_Provided data:_
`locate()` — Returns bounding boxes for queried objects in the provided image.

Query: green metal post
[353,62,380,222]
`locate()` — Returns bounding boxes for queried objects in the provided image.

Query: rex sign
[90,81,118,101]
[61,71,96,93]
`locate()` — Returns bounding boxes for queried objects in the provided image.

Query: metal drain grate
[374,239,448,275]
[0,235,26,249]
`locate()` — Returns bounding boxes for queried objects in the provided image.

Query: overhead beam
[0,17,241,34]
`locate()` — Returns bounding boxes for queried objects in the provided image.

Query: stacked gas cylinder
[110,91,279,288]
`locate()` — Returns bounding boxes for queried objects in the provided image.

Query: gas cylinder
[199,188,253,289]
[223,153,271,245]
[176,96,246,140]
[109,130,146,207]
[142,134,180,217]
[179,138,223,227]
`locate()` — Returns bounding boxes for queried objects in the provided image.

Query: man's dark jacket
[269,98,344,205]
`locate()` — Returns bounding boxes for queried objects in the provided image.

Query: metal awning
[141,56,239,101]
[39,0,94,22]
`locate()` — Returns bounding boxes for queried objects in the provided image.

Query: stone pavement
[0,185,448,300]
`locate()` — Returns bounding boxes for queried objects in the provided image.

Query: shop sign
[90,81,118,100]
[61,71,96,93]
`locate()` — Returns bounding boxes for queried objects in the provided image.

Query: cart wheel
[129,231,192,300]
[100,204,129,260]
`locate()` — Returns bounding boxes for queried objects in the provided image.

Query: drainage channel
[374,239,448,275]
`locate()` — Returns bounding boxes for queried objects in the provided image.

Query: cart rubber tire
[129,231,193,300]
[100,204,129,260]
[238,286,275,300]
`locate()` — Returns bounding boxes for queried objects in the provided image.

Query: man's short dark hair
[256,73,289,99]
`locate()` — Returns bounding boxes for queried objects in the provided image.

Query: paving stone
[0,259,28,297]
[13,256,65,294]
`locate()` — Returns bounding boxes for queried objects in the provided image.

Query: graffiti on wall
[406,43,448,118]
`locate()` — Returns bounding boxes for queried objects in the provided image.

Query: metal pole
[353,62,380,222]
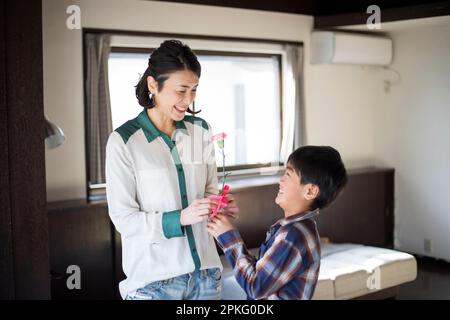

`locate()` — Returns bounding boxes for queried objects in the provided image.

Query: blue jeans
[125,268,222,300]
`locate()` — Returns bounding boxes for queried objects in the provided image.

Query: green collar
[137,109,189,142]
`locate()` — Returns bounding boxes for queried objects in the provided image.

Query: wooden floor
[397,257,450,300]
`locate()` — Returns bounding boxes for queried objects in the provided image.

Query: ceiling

...

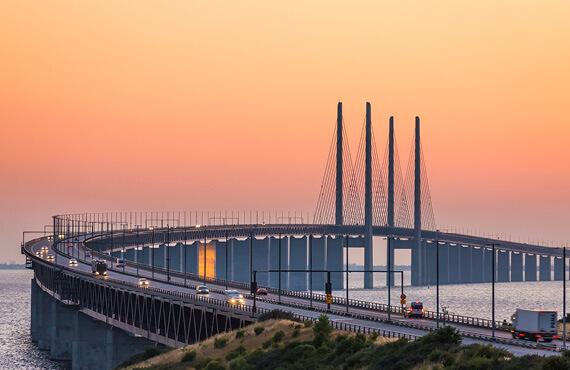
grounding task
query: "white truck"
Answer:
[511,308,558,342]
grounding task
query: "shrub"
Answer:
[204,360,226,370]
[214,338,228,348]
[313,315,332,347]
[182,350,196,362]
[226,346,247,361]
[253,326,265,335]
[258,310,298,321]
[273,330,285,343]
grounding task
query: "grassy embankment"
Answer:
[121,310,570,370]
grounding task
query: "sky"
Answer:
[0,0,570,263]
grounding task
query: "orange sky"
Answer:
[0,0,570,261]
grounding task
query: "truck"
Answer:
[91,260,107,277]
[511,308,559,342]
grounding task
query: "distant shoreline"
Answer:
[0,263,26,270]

_Short problem:_
Find each line above that contains the word "cylinder" and copy every one of them.

_Complete output:_
Query: stacked gas cylinder
Query: gas cylinder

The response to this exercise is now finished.